BEGIN Data
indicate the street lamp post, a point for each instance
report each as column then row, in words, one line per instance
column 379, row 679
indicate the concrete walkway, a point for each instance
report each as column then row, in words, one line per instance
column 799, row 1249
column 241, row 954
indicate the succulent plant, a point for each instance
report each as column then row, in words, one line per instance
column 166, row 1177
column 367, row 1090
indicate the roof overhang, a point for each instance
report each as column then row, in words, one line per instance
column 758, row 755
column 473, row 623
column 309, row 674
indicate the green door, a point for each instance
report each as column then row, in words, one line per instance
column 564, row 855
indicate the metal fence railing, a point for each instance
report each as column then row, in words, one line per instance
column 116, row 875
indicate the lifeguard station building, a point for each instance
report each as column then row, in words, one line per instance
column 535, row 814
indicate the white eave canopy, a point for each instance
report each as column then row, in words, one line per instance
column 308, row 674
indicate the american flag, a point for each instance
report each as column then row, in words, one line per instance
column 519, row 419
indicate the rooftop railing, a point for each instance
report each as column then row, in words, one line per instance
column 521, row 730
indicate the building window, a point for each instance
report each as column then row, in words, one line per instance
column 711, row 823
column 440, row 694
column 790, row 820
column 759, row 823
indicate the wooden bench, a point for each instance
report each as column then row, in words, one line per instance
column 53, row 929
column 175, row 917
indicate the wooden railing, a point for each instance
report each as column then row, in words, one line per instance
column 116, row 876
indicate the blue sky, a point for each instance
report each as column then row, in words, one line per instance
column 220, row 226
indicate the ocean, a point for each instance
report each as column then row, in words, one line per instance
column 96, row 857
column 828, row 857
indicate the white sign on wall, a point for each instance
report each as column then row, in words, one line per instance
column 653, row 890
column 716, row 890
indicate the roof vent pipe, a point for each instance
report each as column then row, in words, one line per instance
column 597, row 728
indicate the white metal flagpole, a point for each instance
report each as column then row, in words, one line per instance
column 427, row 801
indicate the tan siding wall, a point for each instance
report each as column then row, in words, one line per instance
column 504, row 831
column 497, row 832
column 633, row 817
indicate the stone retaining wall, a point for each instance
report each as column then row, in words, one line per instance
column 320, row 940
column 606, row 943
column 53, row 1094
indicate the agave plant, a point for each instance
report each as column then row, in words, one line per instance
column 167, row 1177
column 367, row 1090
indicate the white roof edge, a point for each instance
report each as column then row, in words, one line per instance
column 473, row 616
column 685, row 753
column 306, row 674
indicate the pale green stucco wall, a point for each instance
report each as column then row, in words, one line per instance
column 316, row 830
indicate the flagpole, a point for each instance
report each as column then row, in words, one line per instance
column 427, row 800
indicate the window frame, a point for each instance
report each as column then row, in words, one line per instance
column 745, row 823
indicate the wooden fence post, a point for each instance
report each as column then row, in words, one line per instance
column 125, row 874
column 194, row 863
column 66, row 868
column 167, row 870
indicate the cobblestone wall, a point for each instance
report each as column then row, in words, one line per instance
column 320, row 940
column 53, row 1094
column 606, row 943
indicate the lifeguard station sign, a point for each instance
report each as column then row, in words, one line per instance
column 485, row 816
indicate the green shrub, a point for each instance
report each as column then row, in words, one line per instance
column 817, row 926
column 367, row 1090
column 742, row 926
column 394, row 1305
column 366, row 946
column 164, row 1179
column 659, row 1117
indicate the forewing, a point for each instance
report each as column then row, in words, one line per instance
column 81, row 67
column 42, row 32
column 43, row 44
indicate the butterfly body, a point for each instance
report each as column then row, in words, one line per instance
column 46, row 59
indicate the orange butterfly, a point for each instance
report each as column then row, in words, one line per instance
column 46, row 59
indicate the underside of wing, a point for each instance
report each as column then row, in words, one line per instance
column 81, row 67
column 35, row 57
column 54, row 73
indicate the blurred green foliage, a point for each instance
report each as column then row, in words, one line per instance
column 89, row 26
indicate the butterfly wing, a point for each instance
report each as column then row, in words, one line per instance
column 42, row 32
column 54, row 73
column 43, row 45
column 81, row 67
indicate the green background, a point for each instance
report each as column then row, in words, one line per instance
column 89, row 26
END Data
## Job
Every record above must be duplicated exactly.

## Output of the exercise
indicate the street lamp post, a point for each instance
report each as column then row, in words, one line per instance
column 379, row 679
indicate the concrete walkway, a point for each instance
report each as column then row, in words, one line per instance
column 799, row 1249
column 241, row 954
indicate the succulent plant, a point for each instance
report each as column then row, in words, one line per instance
column 166, row 1177
column 367, row 1090
indicate the roof overhang, a point for each instance
report each as column then row, in words, one line per instance
column 758, row 755
column 473, row 623
column 309, row 674
indicate the green door, a point for each instance
report each as column then row, in words, one line per instance
column 564, row 855
indicate the metal fence railing, a point for each instance
report each as column then row, in words, one line per instance
column 116, row 875
indicate the lifeguard station building, a point for each instance
report each as column then row, in words, one line per instance
column 535, row 814
indicate the white eave canopy, a point for each instance
report each as column then row, in words, one line per instance
column 308, row 674
indicate the american flag, a point for each instance
report each as column then row, in words, one line per instance
column 519, row 419
indicate the rooftop railing, a point for each instance
report each as column then row, in words, one line per instance
column 521, row 730
indicate the building window, a point for each instance
report each as column then row, in words, one line per instance
column 711, row 823
column 440, row 694
column 790, row 820
column 759, row 823
indicate the wooden bench, a point for each instance
report each as column then row, in words, one line per instance
column 53, row 929
column 175, row 917
indicate the wooden railing, a point for each instance
report each as column then row, in words, one line per instance
column 116, row 876
indicate the blue sky, a point for each instance
report each as column then row, in words, one line per instance
column 220, row 226
indicate the ocean, a point for each instance
report each as column then row, in words, one line per instance
column 96, row 857
column 828, row 857
indicate the white sign on wall, a point for each instance
report each as column then row, in words, one line per instance
column 653, row 890
column 716, row 890
indicate the roof vent pipe, a point for each instance
report each as column then row, in words, one line per instance
column 597, row 728
indicate the white metal flagpole, a point for each instance
report each as column then row, in words, one line per instance
column 427, row 801
indicate the tan siding wall, a point for each instance
report each as column then row, in words, one line per instance
column 504, row 831
column 497, row 832
column 633, row 817
indicate the stone retaining wall, a point for each instance
report each as column then row, in words, one line per instance
column 320, row 940
column 606, row 943
column 53, row 1094
indicate the agave plant, a point for each instance
report each as column then row, in words, one line per instance
column 167, row 1177
column 367, row 1090
indicate the white roof edge, a point for each instance
report each as column then row, in words, one line per instance
column 473, row 616
column 685, row 753
column 306, row 674
indicate the pale green stucco wall, a point for each instance
report each as column then row, in words, one line per instance
column 316, row 830
indicate the flagpole, a point for each instance
report each as column then row, in words, one line per instance
column 427, row 800
indicate the window frame, a point for each instance
report each as column then row, in words, one line per instance
column 745, row 823
indicate the wooden fence post, a point for each instance
report each as column then row, in words, one line per instance
column 125, row 874
column 194, row 863
column 66, row 868
column 167, row 870
indicate the cobblestone wall, a point for each instance
report each as column then row, in words, one line per instance
column 320, row 940
column 53, row 1094
column 606, row 943
indicate the lifeguard station sign, a point for each instance
report each as column then row, in words, one line per instance
column 485, row 816
indicate the green shrub, a point for each instance
report each as column then row, in words, one line per instance
column 817, row 926
column 367, row 1090
column 742, row 926
column 394, row 1305
column 366, row 946
column 164, row 1179
column 659, row 1117
indicate the forewing, a point for each instance
report each as column then row, in words, one line per instance
column 81, row 67
column 42, row 32
column 43, row 44
indicate the butterfly body, a point for each instance
report each as column then row, in words, one line per instance
column 46, row 59
indicate the orange butterfly, a point for each instance
report each as column then row, in words, one line per instance
column 46, row 59
indicate the underside of wing, a point for each instance
report each as column then row, in words, one line per instance
column 81, row 67
column 35, row 57
column 54, row 73
indicate the blurred green foliage, a point for each instance
report each as column then row, in words, one line per instance
column 89, row 26
indicate the butterfly wing, a point for each instance
report each as column then row, in words, one line per instance
column 42, row 32
column 54, row 73
column 43, row 45
column 81, row 67
indicate the green background, a point for each instance
report each as column then row, in words, one line per instance
column 89, row 26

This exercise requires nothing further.